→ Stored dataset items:
####################

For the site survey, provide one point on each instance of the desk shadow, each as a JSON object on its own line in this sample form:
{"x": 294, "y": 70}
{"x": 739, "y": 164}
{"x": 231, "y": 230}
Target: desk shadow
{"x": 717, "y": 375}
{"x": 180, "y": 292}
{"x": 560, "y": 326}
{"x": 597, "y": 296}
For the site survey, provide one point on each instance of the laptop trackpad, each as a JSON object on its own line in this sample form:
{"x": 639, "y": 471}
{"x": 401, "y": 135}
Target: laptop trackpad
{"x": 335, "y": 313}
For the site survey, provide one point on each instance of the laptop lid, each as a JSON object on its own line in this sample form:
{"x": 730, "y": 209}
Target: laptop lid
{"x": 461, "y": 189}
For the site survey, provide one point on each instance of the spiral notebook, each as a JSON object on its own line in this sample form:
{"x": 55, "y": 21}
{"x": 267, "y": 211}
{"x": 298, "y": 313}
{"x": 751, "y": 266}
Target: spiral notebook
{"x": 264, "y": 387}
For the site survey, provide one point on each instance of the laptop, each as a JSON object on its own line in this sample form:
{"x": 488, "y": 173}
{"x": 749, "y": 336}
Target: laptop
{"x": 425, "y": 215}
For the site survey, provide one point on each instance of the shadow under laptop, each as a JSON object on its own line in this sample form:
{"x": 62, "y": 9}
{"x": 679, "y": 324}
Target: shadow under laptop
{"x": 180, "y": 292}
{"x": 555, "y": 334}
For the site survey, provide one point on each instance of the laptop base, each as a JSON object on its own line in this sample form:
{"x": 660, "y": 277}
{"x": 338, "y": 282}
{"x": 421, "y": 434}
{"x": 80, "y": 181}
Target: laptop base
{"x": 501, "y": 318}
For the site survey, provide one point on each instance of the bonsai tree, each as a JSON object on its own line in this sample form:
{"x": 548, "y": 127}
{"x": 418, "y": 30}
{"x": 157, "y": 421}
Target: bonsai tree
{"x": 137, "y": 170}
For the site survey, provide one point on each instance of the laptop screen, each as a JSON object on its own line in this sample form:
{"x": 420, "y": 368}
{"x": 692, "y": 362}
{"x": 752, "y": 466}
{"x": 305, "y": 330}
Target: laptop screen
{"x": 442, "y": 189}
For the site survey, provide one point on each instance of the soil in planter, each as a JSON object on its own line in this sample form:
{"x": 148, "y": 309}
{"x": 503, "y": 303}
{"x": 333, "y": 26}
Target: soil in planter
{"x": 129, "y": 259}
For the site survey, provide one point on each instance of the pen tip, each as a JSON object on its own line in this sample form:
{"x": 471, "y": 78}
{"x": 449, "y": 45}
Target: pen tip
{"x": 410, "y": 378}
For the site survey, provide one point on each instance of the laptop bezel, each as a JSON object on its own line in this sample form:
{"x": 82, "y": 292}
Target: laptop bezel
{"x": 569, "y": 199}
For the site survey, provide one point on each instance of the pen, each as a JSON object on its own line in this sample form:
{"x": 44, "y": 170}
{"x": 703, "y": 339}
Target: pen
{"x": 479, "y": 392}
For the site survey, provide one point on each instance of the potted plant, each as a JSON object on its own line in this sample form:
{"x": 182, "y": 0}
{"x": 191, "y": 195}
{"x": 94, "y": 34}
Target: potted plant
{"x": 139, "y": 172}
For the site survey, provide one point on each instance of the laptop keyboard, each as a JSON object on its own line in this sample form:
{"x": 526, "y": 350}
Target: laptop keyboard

####################

→ What to work on: From the data above, extract every line in its exact form.

→ Solution:
For the site survey, provide one point on each instance of the desk shadow, each as a JSON object on its own line in this sample form:
{"x": 294, "y": 70}
{"x": 739, "y": 164}
{"x": 231, "y": 230}
Target: desk shadow
{"x": 717, "y": 375}
{"x": 180, "y": 292}
{"x": 560, "y": 326}
{"x": 597, "y": 296}
For the site survey, provide one point on each instance of the laptop trackpad, each as a JSON object on its own line in this sample form:
{"x": 639, "y": 471}
{"x": 401, "y": 135}
Target: laptop trackpad
{"x": 335, "y": 313}
For the site survey, provide one point on each instance of the laptop lid, each as a JSON object on its own line in this sample form:
{"x": 730, "y": 209}
Target: laptop lid
{"x": 461, "y": 189}
For the site survey, provide one point on each instance of the spiral notebook, each as a JSON object on its own line in this sample form:
{"x": 55, "y": 21}
{"x": 267, "y": 211}
{"x": 298, "y": 313}
{"x": 751, "y": 266}
Target: spiral notebook
{"x": 264, "y": 387}
For the site survey, provide one point on each instance of the laptop, each as a JSON object on its own line in this sample form:
{"x": 488, "y": 173}
{"x": 749, "y": 336}
Target: laptop
{"x": 425, "y": 215}
For the site survey, provide one point on each instance of the shadow under laptop, each as a JSON object on its own line in this sample form:
{"x": 62, "y": 9}
{"x": 679, "y": 324}
Target: shadow under laptop
{"x": 180, "y": 292}
{"x": 555, "y": 334}
For the site survey, provide one point on each instance of the laptop base, each as a JSON object on its own line in this sample form:
{"x": 660, "y": 277}
{"x": 338, "y": 282}
{"x": 421, "y": 434}
{"x": 80, "y": 181}
Target: laptop base
{"x": 501, "y": 318}
For the site survey, provide one point on each instance of the bonsai tree, each as a JSON object on its own line in this sample form:
{"x": 548, "y": 127}
{"x": 418, "y": 30}
{"x": 157, "y": 421}
Target: bonsai tree
{"x": 137, "y": 170}
For the site survey, provide one point on each instance of the laptop screen, each as a JSON object on its own line in this sample form:
{"x": 420, "y": 368}
{"x": 692, "y": 362}
{"x": 752, "y": 466}
{"x": 305, "y": 330}
Target: laptop screen
{"x": 442, "y": 189}
For the site survey, provide one point on each instance of the soil in planter, each as a JSON object on its own line in this sample form:
{"x": 148, "y": 309}
{"x": 503, "y": 303}
{"x": 333, "y": 26}
Target: soil in planter
{"x": 129, "y": 259}
For the site survey, provide one point on each instance of the pen tip, each as a JSON object on its own line in this sample form:
{"x": 471, "y": 78}
{"x": 449, "y": 45}
Target: pen tip
{"x": 410, "y": 378}
For the site survey, provide one point on each instance of the laptop bezel, each as a JSON object on its own line in this sample form:
{"x": 82, "y": 292}
Target: laptop bezel
{"x": 569, "y": 199}
For the site survey, provide one point on each instance of the pen, each as a JSON object on its own line in this sample form:
{"x": 44, "y": 170}
{"x": 703, "y": 339}
Target: pen
{"x": 479, "y": 392}
For the site survey, provide one point on each instance of the potted plant, each as a JSON object on its own line in this sample form:
{"x": 182, "y": 0}
{"x": 191, "y": 195}
{"x": 94, "y": 34}
Target: potted plant
{"x": 139, "y": 172}
For the site survey, provide one point on each instance of the laptop keyboard, each as a JSON object on its own line in this sample form:
{"x": 526, "y": 350}
Target: laptop keyboard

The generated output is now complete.